Set task: How many lines in the material below contain the string "blue"? Matching is case-sensitive, and the reply should be the number alone.

Stored rows:
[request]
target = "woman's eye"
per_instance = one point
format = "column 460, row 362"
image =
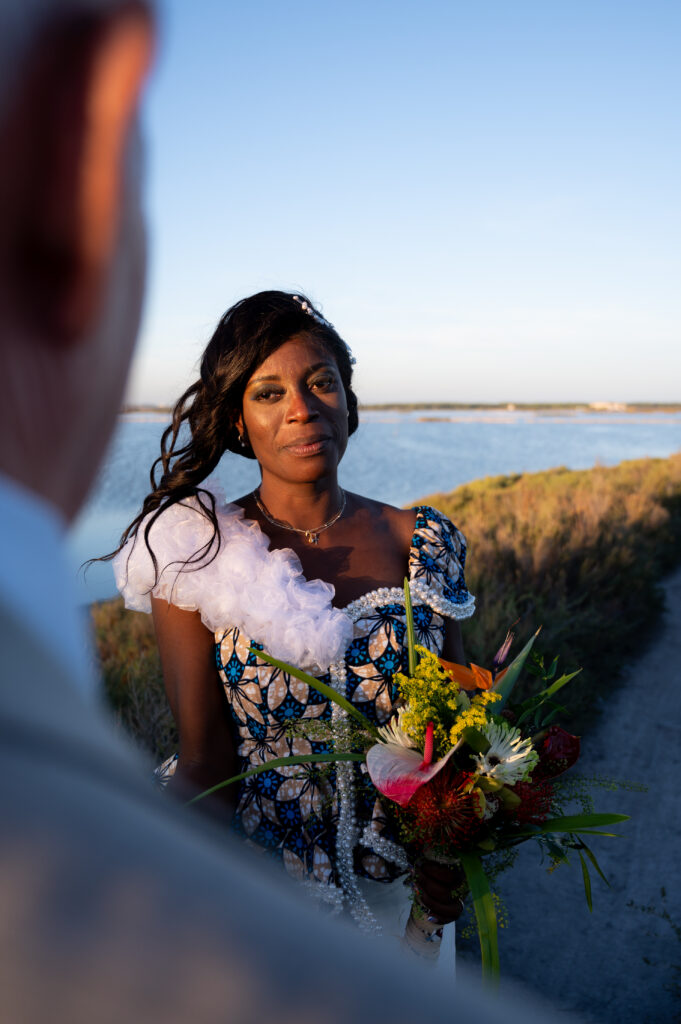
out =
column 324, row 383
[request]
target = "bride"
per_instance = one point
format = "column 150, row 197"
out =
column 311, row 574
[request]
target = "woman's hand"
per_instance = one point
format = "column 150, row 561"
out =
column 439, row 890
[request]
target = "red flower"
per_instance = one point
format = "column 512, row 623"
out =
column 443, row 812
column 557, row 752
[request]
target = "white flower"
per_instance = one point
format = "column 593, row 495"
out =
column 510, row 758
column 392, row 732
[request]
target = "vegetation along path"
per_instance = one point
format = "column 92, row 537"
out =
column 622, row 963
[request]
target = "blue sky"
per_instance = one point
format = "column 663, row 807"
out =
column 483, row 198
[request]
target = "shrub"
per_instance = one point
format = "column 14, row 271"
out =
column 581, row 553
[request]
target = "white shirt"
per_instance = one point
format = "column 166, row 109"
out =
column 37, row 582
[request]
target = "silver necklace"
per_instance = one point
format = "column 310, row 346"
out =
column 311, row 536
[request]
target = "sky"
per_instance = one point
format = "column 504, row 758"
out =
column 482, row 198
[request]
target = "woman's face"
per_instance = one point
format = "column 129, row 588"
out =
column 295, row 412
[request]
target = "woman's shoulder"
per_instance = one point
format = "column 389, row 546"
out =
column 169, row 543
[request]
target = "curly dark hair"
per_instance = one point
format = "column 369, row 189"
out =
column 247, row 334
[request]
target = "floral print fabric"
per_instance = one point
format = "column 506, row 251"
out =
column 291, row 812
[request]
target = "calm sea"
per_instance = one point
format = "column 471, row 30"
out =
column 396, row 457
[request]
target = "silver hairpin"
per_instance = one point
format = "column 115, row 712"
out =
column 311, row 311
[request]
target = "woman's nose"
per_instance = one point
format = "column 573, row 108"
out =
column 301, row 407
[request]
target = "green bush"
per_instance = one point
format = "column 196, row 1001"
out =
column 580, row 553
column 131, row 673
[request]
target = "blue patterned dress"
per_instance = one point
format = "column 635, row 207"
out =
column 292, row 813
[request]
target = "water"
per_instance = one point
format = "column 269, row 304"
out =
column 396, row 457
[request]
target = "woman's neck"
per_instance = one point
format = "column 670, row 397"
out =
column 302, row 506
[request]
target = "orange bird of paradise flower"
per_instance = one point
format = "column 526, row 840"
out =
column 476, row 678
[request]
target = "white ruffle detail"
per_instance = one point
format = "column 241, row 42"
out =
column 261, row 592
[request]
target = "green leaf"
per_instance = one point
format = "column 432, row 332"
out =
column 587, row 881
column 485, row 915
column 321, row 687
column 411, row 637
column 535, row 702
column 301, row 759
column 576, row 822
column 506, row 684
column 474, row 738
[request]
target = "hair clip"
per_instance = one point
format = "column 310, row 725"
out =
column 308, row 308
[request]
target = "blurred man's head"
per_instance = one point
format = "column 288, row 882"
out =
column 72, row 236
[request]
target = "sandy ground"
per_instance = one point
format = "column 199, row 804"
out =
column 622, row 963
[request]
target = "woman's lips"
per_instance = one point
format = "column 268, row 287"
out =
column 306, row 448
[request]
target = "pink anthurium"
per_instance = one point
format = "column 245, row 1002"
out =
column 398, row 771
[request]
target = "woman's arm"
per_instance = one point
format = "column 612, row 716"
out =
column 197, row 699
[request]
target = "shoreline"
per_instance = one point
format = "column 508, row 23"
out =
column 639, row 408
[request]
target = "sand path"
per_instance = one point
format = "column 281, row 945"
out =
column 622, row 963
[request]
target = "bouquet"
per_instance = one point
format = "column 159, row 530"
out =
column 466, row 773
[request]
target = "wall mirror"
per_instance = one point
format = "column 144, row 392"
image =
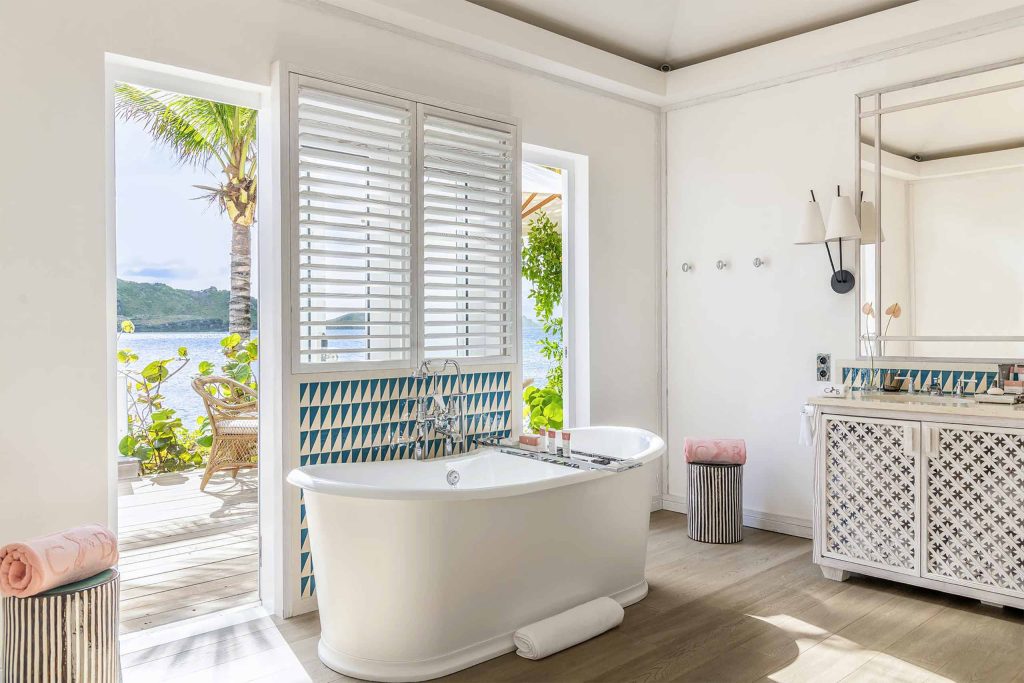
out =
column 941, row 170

Problem solution: 2